**TASK REQUIREMENTS**
In the material below, some lines may hold the word "ocean"; state how many do, giving only the number.

**DATA SHOWN**
*** Begin section ***

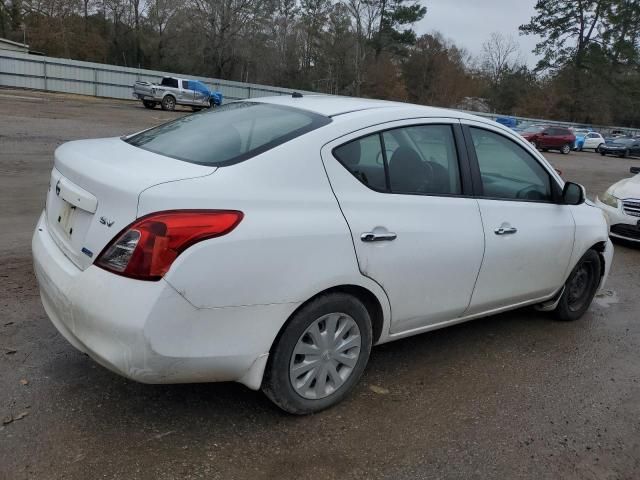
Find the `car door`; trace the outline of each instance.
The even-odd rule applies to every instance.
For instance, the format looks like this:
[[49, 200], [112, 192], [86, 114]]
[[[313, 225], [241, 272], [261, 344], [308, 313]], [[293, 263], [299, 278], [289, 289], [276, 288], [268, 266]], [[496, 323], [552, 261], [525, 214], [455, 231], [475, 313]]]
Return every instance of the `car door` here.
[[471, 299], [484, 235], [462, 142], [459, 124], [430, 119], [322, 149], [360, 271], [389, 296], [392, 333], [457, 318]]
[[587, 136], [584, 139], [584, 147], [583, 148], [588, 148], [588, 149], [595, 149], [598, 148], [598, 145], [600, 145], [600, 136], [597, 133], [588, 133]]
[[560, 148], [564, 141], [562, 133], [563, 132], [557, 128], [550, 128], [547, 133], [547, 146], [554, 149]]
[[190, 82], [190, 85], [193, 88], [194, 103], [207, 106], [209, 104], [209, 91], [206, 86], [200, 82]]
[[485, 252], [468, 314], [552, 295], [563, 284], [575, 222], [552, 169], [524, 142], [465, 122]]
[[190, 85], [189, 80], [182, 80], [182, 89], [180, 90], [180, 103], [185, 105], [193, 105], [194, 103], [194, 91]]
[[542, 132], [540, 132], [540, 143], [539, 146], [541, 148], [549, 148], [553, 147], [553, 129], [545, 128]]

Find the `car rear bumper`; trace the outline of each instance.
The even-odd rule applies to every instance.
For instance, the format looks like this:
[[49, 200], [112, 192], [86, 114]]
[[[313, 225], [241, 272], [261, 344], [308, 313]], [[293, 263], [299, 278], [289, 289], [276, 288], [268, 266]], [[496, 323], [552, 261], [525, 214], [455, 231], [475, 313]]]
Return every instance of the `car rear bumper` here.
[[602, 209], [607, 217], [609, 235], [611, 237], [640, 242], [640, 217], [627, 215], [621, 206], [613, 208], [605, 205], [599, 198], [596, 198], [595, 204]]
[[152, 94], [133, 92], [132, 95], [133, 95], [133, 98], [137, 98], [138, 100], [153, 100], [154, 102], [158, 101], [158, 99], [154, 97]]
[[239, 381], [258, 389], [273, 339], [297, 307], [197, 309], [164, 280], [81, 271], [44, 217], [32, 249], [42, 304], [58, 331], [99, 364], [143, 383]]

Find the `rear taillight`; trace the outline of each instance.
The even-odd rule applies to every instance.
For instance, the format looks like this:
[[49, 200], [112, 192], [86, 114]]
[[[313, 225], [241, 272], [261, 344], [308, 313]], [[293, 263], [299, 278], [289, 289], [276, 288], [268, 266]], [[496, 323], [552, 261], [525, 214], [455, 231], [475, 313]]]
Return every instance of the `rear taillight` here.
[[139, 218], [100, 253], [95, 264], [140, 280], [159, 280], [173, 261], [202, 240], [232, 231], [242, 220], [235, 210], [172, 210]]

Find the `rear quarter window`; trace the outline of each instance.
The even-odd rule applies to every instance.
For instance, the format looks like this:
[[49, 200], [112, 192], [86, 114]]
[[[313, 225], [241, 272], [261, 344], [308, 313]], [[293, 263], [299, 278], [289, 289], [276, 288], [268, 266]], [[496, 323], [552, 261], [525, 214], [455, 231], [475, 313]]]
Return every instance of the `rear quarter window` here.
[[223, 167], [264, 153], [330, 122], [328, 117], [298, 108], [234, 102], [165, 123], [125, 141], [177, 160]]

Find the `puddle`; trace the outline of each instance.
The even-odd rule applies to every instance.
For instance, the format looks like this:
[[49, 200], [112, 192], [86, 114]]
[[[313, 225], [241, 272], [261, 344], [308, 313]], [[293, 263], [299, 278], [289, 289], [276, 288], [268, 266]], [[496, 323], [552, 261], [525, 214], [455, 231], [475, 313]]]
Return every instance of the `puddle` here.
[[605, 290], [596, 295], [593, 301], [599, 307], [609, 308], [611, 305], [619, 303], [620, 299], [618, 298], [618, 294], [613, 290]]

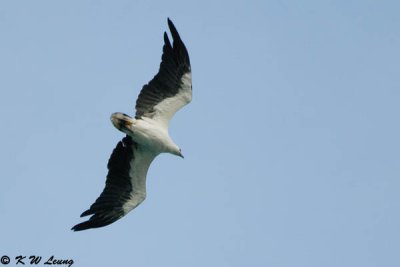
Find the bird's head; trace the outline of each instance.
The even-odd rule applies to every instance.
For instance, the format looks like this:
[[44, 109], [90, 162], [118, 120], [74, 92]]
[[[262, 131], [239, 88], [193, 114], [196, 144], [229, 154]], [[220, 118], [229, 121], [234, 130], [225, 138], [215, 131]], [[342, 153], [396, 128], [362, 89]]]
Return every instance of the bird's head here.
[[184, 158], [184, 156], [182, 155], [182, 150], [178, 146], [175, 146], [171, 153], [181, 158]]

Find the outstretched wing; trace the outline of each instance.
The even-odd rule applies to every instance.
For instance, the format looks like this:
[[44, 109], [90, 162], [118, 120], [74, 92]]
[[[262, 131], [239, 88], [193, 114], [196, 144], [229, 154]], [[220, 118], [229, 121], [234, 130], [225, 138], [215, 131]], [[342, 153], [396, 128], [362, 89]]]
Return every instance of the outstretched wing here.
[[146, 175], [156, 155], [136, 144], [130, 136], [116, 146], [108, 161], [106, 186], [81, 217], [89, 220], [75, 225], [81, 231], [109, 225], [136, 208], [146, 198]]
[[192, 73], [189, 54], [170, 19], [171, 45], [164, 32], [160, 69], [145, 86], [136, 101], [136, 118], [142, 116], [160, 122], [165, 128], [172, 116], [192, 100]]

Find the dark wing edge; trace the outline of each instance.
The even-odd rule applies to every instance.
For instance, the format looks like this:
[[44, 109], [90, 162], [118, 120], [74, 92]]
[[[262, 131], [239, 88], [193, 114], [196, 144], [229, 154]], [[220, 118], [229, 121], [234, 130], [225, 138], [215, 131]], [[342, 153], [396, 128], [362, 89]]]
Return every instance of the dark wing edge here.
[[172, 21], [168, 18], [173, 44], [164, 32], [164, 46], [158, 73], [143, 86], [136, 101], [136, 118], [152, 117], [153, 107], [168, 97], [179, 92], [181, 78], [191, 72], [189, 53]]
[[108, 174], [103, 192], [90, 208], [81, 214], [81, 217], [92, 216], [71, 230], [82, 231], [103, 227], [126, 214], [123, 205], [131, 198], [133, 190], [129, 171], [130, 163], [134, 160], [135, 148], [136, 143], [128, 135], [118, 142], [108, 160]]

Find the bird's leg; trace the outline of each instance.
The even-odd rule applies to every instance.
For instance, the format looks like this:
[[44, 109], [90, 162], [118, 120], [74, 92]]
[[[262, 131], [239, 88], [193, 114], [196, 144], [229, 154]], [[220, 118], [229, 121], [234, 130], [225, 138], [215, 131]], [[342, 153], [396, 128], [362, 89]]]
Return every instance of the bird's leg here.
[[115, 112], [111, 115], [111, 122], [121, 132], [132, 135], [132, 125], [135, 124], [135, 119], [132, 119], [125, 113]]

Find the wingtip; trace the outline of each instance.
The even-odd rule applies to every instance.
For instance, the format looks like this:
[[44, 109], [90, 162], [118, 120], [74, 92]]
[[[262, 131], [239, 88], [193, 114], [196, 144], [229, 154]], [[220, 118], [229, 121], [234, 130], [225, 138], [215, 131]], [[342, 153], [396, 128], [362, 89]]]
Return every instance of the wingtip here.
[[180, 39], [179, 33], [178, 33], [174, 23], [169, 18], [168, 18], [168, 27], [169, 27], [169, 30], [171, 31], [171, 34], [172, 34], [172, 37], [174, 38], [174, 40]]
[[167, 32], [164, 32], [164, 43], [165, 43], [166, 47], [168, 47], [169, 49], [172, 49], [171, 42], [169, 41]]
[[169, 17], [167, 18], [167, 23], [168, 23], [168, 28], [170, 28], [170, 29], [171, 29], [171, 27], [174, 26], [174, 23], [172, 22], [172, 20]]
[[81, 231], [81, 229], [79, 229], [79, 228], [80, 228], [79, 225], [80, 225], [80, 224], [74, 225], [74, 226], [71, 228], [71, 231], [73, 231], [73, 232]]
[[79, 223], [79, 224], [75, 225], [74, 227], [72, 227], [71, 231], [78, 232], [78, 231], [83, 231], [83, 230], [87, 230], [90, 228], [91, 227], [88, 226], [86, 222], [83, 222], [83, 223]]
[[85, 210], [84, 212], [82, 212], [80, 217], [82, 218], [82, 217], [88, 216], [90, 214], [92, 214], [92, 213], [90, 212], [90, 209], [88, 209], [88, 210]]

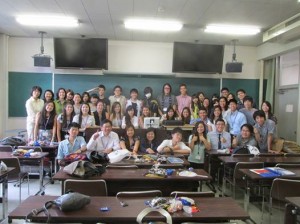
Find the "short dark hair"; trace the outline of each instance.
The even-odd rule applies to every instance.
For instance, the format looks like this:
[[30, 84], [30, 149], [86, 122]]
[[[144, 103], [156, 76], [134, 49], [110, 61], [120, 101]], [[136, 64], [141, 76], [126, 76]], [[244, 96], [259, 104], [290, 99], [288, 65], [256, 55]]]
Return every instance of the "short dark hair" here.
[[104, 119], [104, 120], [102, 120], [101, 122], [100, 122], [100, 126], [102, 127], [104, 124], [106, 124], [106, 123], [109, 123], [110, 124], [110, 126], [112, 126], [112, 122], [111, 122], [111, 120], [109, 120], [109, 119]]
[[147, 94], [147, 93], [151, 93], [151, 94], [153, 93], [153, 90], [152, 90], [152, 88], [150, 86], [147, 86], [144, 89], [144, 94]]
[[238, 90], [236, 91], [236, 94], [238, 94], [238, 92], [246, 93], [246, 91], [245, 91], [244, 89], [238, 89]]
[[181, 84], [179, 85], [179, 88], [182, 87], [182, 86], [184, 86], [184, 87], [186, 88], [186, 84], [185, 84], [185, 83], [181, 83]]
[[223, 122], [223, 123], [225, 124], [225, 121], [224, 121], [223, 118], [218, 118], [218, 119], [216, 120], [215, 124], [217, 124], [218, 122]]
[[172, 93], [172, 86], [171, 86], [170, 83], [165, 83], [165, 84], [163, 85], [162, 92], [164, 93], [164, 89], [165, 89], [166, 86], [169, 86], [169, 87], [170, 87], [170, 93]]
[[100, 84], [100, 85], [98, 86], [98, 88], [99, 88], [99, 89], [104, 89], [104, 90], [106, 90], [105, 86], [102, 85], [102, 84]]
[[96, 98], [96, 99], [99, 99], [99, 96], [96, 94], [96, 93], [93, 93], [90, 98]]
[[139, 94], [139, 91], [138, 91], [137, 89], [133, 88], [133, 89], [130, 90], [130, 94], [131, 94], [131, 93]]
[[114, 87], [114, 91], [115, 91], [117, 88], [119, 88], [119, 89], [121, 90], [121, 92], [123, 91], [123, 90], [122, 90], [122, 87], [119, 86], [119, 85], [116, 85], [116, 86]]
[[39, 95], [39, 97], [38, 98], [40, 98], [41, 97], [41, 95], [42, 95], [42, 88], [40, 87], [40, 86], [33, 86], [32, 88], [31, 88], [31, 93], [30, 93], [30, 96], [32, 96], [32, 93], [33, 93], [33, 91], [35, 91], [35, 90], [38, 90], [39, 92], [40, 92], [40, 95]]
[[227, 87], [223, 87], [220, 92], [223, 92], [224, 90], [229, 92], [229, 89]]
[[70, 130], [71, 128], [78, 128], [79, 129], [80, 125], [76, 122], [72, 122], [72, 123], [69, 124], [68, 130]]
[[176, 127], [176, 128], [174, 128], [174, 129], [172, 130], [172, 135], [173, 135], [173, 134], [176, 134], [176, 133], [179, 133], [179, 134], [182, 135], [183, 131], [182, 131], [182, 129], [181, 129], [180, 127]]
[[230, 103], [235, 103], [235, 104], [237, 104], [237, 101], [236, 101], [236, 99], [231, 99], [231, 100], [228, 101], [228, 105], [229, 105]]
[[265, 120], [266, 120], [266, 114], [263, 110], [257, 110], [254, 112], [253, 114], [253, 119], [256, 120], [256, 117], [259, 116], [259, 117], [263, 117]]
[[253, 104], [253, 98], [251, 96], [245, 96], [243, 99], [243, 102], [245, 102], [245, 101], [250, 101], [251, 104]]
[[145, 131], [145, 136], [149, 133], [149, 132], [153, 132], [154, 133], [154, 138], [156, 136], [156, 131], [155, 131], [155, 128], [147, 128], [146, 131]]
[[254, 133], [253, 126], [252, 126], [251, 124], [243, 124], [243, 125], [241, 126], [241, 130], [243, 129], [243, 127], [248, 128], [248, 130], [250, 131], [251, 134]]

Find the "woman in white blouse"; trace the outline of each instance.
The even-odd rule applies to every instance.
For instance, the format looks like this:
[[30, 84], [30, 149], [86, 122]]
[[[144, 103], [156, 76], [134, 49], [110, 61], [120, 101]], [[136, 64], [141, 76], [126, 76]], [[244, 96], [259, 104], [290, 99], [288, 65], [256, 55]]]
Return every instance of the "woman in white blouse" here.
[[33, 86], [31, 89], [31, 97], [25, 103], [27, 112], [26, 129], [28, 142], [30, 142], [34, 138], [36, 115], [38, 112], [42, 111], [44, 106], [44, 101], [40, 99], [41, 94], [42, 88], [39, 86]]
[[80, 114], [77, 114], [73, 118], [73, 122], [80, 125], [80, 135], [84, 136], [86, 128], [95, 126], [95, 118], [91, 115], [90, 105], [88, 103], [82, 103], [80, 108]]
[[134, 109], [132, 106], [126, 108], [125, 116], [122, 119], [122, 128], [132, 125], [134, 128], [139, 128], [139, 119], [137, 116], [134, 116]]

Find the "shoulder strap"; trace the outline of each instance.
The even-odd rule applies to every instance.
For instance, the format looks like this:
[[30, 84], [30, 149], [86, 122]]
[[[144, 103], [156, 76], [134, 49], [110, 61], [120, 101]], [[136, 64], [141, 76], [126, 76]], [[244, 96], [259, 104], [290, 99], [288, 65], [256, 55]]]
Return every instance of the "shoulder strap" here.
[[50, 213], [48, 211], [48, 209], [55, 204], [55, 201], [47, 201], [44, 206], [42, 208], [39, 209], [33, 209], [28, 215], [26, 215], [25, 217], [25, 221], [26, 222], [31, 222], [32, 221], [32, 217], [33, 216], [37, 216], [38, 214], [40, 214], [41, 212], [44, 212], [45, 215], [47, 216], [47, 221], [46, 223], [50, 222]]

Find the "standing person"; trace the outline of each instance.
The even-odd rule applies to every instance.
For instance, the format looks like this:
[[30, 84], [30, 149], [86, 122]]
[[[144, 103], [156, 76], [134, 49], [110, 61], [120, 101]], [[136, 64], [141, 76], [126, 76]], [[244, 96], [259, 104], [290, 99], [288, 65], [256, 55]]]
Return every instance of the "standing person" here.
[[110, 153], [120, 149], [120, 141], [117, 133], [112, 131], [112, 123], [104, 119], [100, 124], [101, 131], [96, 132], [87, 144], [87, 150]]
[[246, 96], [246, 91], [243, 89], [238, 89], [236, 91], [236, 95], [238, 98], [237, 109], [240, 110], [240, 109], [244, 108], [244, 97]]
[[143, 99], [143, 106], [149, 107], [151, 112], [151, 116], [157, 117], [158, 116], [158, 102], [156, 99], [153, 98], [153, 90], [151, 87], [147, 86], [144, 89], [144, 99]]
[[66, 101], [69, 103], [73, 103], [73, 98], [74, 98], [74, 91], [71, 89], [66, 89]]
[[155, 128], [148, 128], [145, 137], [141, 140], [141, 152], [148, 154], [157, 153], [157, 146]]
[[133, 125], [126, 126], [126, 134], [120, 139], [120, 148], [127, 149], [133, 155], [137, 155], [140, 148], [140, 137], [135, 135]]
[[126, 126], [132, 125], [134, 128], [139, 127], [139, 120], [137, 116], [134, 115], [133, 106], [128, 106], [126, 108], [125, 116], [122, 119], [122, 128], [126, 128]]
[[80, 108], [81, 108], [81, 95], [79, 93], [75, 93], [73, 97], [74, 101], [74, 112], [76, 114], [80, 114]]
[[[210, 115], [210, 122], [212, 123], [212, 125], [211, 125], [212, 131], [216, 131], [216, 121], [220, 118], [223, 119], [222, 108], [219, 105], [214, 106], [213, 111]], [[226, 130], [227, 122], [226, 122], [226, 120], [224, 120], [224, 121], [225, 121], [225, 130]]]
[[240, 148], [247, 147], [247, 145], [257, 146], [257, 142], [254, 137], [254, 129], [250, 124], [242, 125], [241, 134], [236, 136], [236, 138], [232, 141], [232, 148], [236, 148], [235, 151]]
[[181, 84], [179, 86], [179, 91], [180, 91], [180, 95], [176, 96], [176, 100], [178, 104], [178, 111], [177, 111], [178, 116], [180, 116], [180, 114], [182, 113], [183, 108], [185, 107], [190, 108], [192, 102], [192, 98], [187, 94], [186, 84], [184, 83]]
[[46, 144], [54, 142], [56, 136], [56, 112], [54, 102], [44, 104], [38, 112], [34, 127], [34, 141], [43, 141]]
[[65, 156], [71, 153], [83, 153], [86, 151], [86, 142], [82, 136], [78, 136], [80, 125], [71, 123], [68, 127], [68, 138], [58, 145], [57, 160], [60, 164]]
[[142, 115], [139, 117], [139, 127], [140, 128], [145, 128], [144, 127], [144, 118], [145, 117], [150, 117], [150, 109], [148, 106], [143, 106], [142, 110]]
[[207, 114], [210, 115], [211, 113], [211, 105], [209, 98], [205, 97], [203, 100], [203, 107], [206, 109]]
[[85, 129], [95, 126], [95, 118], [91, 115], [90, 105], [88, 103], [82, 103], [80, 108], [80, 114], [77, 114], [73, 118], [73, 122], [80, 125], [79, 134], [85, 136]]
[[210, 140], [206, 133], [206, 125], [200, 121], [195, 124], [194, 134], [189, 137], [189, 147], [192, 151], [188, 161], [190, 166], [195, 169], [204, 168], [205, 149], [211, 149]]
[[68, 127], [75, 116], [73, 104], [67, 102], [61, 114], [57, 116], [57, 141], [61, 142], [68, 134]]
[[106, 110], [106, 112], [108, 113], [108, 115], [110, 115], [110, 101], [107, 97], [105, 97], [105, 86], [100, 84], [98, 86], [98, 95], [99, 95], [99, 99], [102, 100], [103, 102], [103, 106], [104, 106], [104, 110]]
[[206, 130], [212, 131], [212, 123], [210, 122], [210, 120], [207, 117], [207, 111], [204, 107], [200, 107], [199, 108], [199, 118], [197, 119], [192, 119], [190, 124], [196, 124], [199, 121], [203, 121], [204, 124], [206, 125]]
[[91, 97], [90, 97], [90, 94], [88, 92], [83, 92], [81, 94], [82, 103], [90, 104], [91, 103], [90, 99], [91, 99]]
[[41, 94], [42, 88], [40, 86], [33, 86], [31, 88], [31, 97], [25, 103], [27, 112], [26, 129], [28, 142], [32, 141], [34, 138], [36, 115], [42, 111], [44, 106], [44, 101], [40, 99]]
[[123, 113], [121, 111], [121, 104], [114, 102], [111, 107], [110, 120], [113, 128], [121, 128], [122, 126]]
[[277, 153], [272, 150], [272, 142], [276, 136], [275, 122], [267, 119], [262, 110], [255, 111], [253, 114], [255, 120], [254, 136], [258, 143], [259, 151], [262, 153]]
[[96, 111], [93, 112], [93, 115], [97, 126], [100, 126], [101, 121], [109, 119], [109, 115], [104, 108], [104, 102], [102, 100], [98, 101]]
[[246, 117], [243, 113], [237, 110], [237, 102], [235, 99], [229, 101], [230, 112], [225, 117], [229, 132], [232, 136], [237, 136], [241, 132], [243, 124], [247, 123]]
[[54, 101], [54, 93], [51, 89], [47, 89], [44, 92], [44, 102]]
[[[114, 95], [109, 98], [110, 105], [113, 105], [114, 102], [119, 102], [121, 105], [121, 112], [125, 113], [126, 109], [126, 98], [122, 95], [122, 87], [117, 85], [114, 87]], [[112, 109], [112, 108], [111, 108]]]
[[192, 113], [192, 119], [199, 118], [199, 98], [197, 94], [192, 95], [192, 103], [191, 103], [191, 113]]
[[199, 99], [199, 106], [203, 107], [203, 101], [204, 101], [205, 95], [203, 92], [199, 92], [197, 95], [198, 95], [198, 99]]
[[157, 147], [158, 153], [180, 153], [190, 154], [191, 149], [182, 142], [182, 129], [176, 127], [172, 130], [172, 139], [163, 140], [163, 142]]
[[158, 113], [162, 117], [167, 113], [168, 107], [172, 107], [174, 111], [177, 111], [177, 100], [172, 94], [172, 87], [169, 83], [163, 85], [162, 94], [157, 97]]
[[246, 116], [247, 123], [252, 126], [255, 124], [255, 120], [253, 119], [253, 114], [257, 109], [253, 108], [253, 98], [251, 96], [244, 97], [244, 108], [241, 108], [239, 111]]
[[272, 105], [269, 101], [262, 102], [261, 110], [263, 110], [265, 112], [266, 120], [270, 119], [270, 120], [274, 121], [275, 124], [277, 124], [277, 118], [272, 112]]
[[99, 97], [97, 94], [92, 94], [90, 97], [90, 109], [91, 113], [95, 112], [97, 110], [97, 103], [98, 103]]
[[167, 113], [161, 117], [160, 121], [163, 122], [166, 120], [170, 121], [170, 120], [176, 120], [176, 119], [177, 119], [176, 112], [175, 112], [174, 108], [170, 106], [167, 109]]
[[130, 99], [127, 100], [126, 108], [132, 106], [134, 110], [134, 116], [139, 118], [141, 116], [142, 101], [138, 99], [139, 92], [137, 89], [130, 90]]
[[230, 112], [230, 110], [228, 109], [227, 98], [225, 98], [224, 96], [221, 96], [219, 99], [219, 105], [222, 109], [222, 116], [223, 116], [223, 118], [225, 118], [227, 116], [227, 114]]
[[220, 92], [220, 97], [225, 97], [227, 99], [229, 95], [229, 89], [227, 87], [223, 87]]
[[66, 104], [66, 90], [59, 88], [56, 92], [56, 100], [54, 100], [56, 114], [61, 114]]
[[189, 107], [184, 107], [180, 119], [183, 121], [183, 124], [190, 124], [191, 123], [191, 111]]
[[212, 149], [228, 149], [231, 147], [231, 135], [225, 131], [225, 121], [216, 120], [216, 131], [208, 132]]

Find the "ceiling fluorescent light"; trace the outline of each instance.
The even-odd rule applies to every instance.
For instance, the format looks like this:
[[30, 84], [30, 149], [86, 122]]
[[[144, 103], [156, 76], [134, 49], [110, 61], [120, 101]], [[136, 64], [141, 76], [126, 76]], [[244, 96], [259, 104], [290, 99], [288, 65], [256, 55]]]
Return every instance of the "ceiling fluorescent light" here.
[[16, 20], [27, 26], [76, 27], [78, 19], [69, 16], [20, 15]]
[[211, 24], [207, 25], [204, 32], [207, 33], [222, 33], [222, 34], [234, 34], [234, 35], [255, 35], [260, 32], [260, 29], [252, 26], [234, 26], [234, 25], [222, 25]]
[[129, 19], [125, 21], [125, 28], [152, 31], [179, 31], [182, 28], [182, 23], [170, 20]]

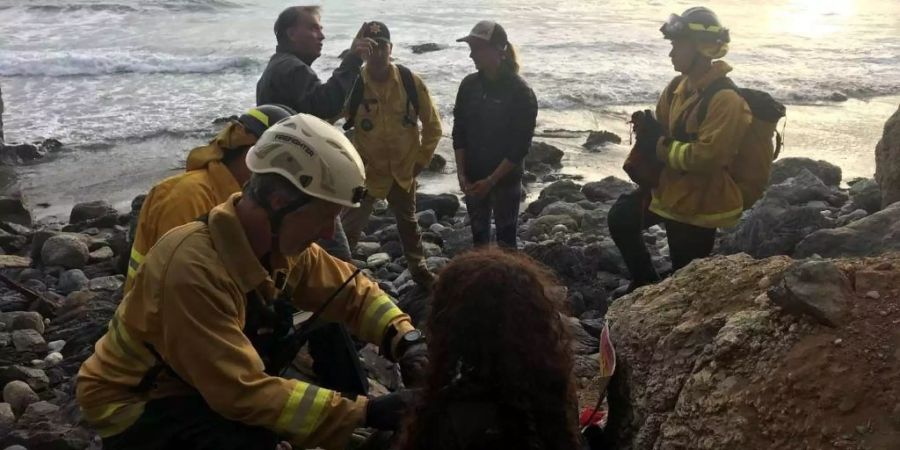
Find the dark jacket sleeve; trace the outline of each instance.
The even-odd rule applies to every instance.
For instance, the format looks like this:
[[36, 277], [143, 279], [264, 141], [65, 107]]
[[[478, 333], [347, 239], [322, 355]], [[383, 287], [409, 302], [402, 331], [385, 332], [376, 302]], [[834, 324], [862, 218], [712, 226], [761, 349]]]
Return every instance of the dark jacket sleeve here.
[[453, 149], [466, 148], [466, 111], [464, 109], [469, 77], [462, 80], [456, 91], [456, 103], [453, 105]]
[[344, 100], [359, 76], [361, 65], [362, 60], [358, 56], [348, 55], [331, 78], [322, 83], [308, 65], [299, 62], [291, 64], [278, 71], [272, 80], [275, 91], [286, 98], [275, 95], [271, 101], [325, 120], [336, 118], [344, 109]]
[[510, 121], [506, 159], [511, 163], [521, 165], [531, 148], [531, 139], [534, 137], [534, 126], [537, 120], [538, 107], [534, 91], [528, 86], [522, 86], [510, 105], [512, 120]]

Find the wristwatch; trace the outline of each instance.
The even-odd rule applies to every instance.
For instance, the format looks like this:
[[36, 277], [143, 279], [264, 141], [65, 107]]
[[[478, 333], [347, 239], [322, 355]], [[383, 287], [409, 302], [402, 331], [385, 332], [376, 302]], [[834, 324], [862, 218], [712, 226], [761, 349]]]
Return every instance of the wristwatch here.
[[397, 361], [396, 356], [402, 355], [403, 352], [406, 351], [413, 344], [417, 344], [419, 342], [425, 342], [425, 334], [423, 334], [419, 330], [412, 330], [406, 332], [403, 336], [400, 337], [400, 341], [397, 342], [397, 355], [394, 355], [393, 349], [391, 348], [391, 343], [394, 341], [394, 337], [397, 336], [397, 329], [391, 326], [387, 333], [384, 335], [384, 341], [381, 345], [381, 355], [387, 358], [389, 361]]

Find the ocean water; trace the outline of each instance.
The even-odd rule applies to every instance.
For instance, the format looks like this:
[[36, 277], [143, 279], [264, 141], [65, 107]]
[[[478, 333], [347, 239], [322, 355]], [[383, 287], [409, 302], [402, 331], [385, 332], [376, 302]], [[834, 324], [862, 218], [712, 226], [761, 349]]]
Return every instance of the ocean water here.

*** End section ***

**RESULT BELOW**
2